* EXERCISE PROMPT *
Exactly the lines below starting at the line with "Could you point at the shed door" and ending at the line with "Could you point at the tall" are wanted, with both ends included. Leave out the pictures and add no other lines.

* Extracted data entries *
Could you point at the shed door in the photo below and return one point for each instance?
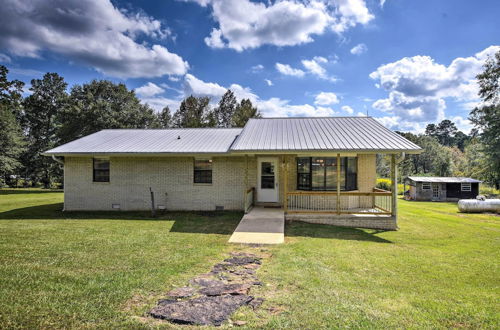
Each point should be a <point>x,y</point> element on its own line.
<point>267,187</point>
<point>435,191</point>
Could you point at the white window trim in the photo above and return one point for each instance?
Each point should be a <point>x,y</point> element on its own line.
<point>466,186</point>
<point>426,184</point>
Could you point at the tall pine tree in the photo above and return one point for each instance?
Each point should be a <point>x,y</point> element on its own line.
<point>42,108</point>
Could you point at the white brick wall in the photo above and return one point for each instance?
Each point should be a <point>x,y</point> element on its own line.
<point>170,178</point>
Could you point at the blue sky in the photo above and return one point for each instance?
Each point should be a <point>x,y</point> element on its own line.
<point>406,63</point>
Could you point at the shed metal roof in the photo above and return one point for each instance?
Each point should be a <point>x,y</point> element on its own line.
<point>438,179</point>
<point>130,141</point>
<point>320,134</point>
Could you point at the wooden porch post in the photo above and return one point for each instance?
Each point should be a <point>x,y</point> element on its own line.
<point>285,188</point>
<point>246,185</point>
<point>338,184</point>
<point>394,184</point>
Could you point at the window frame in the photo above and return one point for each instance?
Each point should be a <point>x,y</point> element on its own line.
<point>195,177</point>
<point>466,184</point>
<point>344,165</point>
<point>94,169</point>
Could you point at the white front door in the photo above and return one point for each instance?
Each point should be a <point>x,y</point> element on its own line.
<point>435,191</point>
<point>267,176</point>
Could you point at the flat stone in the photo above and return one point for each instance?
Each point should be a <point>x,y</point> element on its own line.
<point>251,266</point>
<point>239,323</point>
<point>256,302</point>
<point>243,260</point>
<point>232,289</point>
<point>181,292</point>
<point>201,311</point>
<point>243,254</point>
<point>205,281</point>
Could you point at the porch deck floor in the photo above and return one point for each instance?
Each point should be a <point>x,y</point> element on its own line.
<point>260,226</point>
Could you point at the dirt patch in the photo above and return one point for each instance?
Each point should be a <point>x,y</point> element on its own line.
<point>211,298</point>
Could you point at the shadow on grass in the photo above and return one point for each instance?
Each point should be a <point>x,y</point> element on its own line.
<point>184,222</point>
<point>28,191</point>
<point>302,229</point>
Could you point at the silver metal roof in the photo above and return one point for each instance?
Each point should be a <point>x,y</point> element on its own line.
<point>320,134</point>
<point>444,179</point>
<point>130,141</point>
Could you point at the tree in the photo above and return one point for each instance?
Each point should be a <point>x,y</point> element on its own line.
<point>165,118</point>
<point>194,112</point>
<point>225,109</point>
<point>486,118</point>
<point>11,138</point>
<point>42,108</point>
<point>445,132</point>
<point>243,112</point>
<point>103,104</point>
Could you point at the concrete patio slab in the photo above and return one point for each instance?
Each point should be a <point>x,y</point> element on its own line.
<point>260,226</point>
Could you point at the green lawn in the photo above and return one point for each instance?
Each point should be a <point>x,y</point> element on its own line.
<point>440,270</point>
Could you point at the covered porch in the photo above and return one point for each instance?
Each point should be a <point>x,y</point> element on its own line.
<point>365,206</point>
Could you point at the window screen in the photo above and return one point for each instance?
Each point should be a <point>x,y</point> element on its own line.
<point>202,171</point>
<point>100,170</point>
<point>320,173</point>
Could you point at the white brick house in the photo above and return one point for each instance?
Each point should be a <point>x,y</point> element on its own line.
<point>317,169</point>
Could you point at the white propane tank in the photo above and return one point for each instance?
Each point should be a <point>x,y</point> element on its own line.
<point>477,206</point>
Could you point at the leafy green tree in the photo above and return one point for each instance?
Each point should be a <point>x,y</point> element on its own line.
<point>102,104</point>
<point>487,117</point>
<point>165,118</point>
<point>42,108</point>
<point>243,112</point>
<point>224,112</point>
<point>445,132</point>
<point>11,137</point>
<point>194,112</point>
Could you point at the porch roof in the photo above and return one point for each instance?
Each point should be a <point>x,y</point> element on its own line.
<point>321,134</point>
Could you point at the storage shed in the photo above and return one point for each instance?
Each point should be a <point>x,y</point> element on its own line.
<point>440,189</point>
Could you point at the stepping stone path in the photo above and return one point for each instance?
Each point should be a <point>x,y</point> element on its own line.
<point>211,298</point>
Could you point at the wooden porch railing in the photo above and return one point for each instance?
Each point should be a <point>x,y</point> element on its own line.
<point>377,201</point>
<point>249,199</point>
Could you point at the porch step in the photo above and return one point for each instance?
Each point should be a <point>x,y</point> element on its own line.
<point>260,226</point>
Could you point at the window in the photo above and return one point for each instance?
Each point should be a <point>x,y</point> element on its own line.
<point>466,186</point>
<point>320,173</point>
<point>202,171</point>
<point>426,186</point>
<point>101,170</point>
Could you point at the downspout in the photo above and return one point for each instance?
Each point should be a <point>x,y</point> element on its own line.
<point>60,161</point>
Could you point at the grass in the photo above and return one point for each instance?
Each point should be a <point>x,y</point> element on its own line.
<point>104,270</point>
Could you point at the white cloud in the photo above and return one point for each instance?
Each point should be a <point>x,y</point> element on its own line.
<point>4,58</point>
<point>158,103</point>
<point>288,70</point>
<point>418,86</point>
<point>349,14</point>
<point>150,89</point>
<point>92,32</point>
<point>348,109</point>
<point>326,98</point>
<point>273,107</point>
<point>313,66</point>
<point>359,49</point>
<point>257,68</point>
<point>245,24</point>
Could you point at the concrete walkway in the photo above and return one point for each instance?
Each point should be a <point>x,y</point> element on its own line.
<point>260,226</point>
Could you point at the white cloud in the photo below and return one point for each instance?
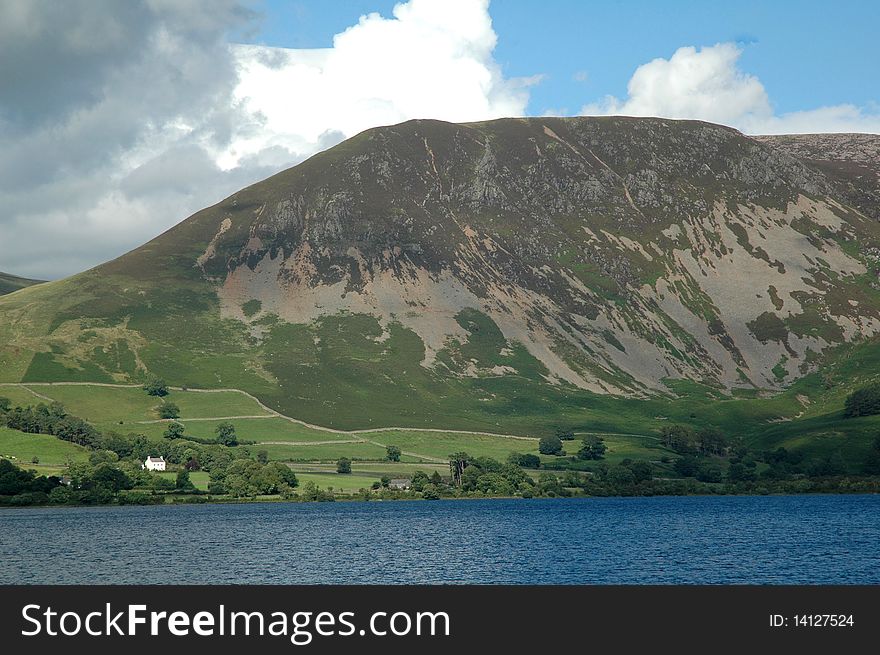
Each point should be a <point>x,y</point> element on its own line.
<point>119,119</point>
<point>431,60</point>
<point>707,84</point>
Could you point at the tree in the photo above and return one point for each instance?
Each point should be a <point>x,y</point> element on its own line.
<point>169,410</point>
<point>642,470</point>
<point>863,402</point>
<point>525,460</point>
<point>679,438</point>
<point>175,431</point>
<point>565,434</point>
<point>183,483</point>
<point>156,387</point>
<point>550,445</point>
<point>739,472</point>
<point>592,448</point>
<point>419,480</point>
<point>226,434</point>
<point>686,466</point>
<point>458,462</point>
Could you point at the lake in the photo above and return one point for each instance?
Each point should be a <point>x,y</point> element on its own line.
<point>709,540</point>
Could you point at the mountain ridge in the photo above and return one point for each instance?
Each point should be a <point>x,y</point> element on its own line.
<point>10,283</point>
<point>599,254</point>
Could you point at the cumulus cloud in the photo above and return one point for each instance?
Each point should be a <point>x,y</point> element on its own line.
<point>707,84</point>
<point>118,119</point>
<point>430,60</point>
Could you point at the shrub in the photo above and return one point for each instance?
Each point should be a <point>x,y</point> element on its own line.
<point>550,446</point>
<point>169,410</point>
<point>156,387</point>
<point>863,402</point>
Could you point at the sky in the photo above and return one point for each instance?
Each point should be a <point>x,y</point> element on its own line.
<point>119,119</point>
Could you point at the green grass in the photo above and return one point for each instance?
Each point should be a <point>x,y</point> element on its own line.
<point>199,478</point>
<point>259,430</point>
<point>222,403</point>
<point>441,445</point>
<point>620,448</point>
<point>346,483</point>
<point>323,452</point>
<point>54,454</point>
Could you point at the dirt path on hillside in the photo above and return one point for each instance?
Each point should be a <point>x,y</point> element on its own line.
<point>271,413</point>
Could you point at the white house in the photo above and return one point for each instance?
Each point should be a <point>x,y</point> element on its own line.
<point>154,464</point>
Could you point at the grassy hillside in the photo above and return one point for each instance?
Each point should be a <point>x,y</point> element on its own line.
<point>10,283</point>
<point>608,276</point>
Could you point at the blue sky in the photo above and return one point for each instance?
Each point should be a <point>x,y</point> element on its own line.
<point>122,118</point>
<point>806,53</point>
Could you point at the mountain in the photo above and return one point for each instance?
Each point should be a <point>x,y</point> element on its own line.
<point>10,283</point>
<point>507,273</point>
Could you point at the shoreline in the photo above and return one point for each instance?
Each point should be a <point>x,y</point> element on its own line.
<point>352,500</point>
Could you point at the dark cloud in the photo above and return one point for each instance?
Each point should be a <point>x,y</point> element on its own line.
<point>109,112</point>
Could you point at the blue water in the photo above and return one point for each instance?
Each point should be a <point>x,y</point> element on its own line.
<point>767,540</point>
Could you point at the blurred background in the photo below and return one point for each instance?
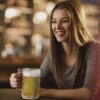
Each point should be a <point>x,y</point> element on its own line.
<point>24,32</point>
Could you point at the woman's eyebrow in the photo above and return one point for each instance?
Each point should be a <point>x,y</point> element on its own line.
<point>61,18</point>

==

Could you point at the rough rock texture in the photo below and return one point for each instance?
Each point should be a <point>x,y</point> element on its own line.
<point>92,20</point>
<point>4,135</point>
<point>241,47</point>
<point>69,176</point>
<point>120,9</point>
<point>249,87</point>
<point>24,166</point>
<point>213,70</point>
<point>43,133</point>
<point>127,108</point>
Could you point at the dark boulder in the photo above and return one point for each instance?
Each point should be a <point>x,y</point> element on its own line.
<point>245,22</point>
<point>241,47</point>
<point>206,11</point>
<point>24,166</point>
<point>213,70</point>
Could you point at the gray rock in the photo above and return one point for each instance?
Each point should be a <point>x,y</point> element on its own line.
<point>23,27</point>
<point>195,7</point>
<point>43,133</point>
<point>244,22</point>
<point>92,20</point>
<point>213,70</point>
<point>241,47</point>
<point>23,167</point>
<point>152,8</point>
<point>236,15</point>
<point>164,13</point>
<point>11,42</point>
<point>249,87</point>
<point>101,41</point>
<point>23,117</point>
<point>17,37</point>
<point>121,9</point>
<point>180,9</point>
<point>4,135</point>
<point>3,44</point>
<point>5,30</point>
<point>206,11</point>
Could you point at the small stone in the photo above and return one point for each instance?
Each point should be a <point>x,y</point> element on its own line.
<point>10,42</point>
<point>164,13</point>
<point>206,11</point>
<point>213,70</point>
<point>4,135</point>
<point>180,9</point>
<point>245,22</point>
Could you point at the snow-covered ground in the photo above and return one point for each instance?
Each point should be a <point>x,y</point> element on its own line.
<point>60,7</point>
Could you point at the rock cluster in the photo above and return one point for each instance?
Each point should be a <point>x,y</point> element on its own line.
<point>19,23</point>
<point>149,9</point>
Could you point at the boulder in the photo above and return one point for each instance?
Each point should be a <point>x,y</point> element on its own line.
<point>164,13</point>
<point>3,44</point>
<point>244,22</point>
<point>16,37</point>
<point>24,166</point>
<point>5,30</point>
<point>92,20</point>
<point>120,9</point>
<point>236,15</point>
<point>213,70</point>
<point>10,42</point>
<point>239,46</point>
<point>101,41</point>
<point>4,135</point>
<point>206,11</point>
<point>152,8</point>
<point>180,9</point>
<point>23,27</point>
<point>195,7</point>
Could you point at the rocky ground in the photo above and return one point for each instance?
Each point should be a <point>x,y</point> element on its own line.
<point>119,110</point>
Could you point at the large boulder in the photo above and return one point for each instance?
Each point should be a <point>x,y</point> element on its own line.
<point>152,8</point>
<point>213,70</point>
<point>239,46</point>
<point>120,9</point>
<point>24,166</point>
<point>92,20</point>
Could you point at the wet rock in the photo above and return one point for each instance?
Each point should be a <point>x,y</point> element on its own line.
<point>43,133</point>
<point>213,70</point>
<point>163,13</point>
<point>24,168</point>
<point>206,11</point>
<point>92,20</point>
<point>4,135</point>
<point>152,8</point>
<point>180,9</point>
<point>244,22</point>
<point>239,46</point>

* * *

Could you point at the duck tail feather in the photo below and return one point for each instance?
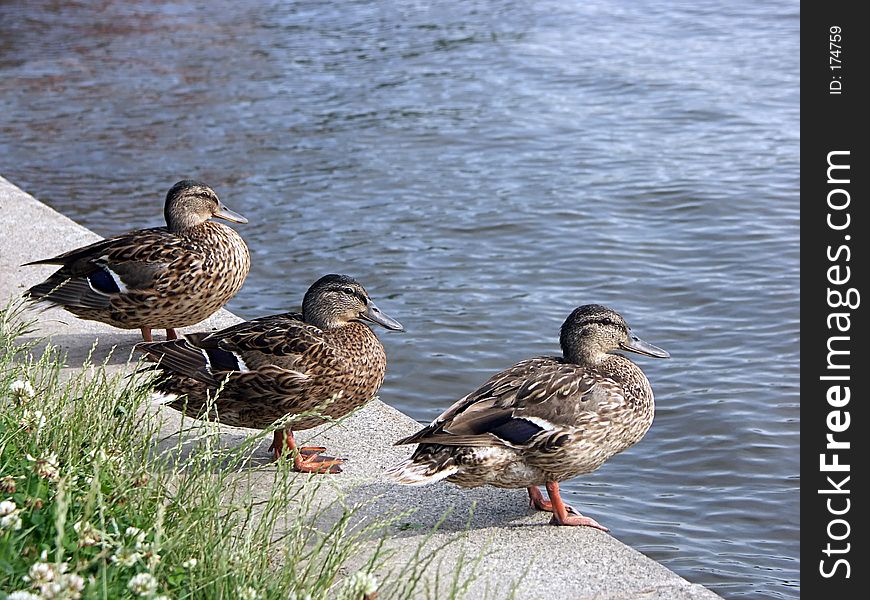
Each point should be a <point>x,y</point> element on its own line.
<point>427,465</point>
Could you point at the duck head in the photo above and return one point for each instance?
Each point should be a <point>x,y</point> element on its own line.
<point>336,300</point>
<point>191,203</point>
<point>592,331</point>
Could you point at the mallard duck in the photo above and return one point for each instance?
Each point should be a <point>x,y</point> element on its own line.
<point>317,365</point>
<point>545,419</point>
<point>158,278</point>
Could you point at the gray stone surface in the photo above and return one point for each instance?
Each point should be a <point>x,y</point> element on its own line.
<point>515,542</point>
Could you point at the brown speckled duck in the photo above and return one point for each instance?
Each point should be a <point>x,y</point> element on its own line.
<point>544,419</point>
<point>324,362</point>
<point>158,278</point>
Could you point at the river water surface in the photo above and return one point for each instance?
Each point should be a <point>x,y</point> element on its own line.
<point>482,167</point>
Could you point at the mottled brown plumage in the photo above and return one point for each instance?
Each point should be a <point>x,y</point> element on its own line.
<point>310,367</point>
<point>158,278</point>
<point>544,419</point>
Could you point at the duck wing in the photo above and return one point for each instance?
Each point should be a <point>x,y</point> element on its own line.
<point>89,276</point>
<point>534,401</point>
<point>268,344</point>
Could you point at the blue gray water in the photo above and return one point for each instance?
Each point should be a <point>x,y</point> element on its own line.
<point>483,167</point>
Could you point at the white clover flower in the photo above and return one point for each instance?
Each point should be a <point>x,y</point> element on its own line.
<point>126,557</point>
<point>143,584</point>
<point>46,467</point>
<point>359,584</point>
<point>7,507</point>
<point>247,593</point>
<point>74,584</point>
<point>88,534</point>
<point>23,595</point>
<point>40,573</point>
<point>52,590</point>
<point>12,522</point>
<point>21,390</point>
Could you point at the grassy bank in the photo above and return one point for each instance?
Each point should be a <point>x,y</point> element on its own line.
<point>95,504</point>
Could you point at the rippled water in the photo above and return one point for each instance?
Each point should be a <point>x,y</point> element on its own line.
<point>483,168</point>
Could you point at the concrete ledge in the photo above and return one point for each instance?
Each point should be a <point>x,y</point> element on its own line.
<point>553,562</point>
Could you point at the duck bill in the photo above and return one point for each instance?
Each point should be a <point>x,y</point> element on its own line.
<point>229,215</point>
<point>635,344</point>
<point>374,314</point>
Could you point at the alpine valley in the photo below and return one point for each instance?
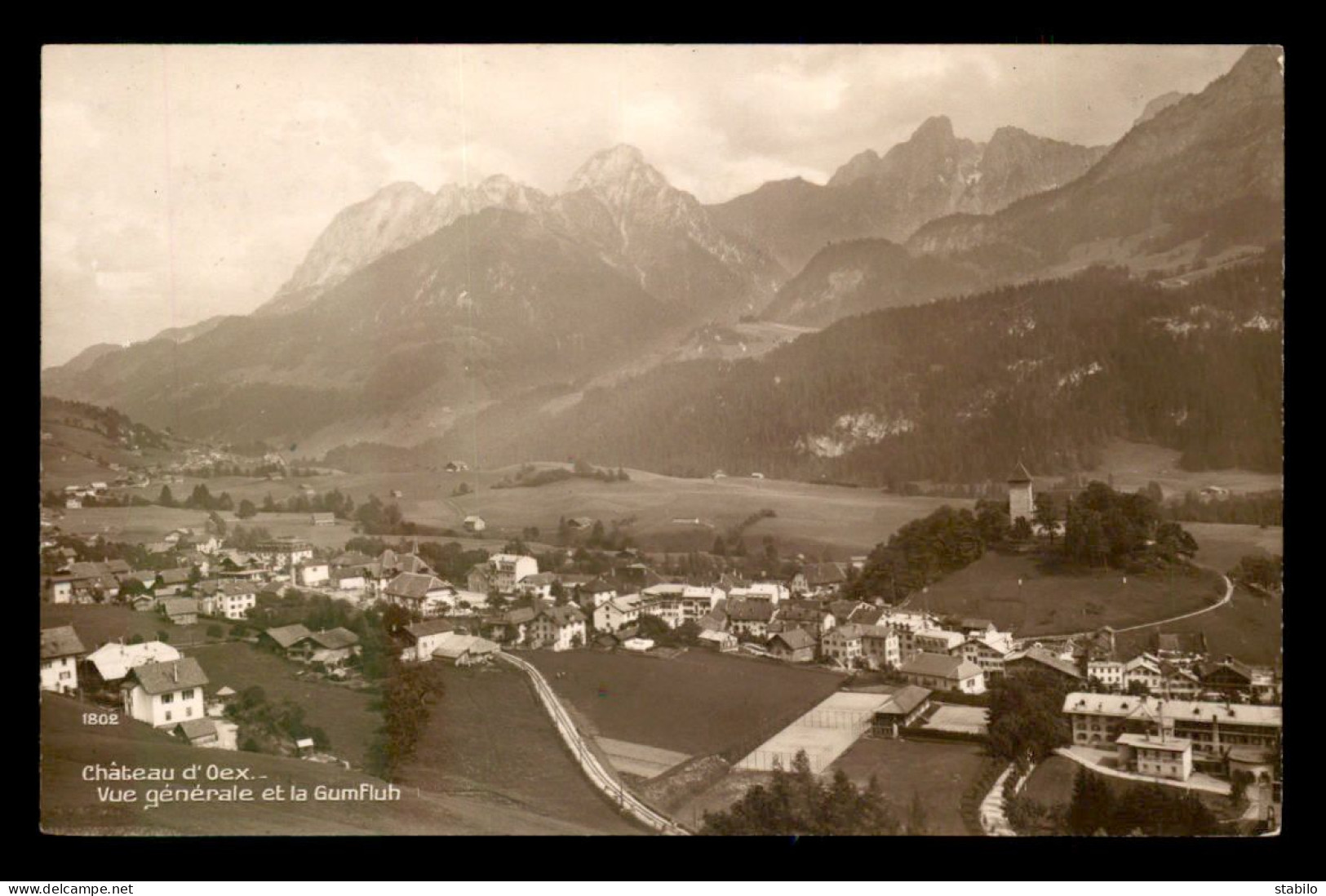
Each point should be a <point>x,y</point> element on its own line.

* WRITTEN ANSWER *
Could you point at the shed door in the photo below and return one point for each instance?
Each point should be a <point>x,y</point> element on its own line.
<point>267,187</point>
<point>435,191</point>
Could you point at the white window trim in the photo above and return one point for each instance?
Each point should be a <point>x,y</point> element on its own line.
<point>466,186</point>
<point>426,184</point>
Could you point at the tall pine tree in the photo above and return one point for each instance?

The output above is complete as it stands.